Write out the records below word for word, leaving every line unchanged.

** start of Exercise input **

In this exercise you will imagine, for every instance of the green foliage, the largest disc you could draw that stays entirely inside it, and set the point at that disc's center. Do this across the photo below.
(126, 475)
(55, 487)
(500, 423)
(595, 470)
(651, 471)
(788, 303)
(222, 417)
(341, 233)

** end of Exercise input **

▶ _Answer_:
In this exercise you will imagine, for every instance of the green foliage, the largest disc you could draw that stays entirely inside it, and set the point at that disc's center. Do this across the photo below.
(126, 475)
(55, 487)
(500, 423)
(595, 470)
(651, 471)
(788, 303)
(222, 417)
(341, 233)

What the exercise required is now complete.